The packaging for Microsoft’s new Xbox Adaptive Controller has been designed to be opened by gamers with limited mobility.
Following feedback from players with disabilities, the company decided not use twist ties and thick plastic on the product’s box, and added loops and hinges so the controller can be removed easily in multiple ways. This even applies to the shipping box.
With so little plastic, it also means that almost all of the boxes can be recycled.
The Adaptive Controller, which can be used with Xbox consoles and Windows 10 PCs lets people with disabilities plug in the assistive aids they already own to play games. This allows those with limited mobility to use their own buttons, joysticks and switches to mimic a standard controller, so they can play any videogame. They can choose which assistive aid will make the character jump, run or shoot, for example, without relying on pressing specific buttons on the controller that came with the Xbox.
It will be released in the UK in September, priced at £74.99, but can be pre-ordered now.
The packaging had to enable gamers with limited dexterity, who might be using just one hand or arm, to easily open the box and remove the controller, and it had to be as high-quality and aesthetically appealing as any other Xbox box.
Here’s what they came up with:
Xbox added a loop on the outside of the specially designed retail shipping box so you can easily remove the sealing tape. With other boxes, there is usually tape here that you would need a sharp object to get into, but once you pull the ring, the shipping box pops open. Cardboard air cells at the ends protect the product, and avoid the need for bubble wrap and plastic, so the packaging can be easily recycled.

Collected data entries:
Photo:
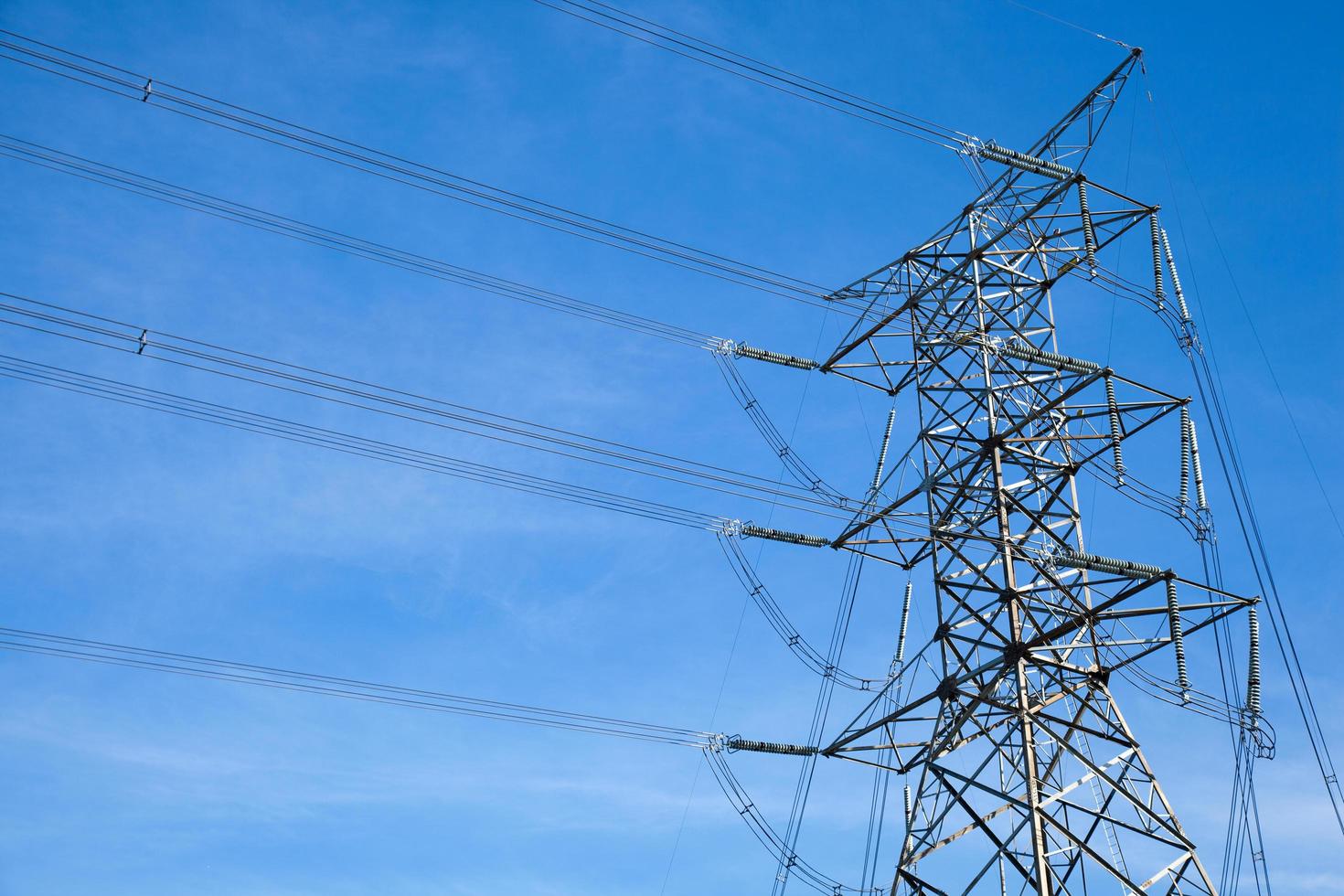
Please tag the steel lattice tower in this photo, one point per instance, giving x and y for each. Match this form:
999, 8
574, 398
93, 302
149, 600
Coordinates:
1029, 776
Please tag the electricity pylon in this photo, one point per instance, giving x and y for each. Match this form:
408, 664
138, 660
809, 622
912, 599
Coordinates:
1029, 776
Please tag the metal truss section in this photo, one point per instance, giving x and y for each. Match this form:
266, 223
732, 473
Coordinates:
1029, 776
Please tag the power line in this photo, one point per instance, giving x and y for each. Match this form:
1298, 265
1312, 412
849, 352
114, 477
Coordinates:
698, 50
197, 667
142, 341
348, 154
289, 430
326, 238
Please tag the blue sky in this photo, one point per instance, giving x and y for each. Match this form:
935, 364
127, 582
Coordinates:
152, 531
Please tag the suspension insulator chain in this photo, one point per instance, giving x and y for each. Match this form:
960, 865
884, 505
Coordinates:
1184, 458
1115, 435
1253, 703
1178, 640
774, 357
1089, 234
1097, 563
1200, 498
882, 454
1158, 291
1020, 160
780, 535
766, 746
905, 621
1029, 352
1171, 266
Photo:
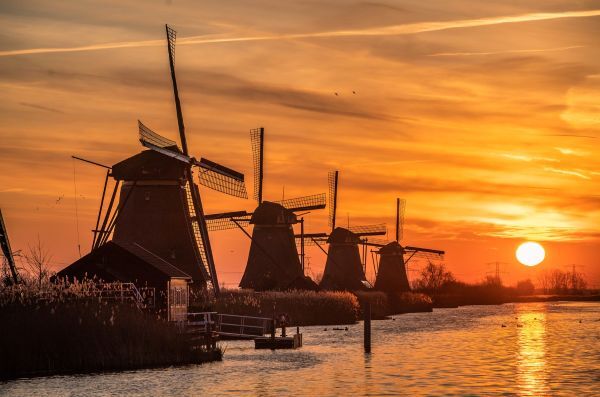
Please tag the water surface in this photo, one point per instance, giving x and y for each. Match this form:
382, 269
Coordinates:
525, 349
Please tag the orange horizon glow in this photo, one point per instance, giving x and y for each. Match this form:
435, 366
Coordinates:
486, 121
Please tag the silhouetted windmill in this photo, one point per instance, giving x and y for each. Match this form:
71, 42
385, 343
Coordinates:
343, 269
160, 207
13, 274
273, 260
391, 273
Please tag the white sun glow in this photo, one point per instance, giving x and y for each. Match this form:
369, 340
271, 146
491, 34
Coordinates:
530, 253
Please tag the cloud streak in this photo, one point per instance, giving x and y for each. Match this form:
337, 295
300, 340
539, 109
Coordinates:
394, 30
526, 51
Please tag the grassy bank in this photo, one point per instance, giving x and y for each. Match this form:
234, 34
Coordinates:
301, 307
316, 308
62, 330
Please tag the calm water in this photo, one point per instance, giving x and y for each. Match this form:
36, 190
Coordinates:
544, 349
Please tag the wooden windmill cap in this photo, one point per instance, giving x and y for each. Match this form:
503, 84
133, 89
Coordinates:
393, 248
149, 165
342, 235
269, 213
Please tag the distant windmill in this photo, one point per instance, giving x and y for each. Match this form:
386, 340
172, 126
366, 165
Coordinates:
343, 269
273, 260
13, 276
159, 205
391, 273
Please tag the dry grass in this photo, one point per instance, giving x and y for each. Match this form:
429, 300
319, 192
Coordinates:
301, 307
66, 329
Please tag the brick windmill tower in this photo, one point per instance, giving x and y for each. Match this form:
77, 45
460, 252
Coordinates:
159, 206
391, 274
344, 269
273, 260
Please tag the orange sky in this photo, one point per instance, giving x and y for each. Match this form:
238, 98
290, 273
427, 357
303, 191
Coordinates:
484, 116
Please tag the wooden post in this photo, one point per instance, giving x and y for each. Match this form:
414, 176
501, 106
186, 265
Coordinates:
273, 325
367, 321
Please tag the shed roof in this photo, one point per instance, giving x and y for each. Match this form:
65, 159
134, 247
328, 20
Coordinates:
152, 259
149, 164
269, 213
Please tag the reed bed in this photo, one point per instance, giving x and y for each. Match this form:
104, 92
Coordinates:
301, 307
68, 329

**Work instruction A**
Summarize the article on the Xbox Adaptive Controller packaging in two sentences.
**Work instruction B**
Write a continuation of the article on the Xbox Adaptive Controller packaging, starting after its final sentence.
The records aren't needed for any of this work.

**Task response A**
After feedback from players with disabilities, Microsoft designed the Xbox Adaptive Controller's packaging so gamers with limited mobility can open it easily, dropping twist ties and thick plastic in favor of loops and hinges that also leave almost all of the boxes recyclable. The controller works with Xbox consoles and Windows 10 PCs and lets people plug in assistive aids they already own to play any game, and it goes on sale in the UK in September for £74.99.

**Task response B**
There are two loops by the seal, so you can remove it from the left or right, and it peels off easily. You can then put your hand into the flexible ribbon loop and lift it up. You don’t need a large amount of movement to open it, which is key for people with limited mobility. The interior box also has a hinged opening rather than a lid that could require two hands to remove.
Yet another loop is integrated into the quick-start guide sitting under the controller. A user who can’t reach into the space under the controller and slide it out (another accessibility feature) can use the loop to remove it. Since the controller has grippy feet to hold it in place for gamers who might play on wheelchair trays or tables, the loop on the guide eliminates the possibility of the controller sticking to the paper tray under it. Microsoft also designed the box so there wasn’t too much noise when you slide the controller out.
An additional loop on the paper encircling the controller cables makes them easy to remove. The cables are not kept together by tape or plastic, and the sides of this packaging are open so you can also choose to shake the cables out. The quick start guide does not contain text, it’s just four simple steps.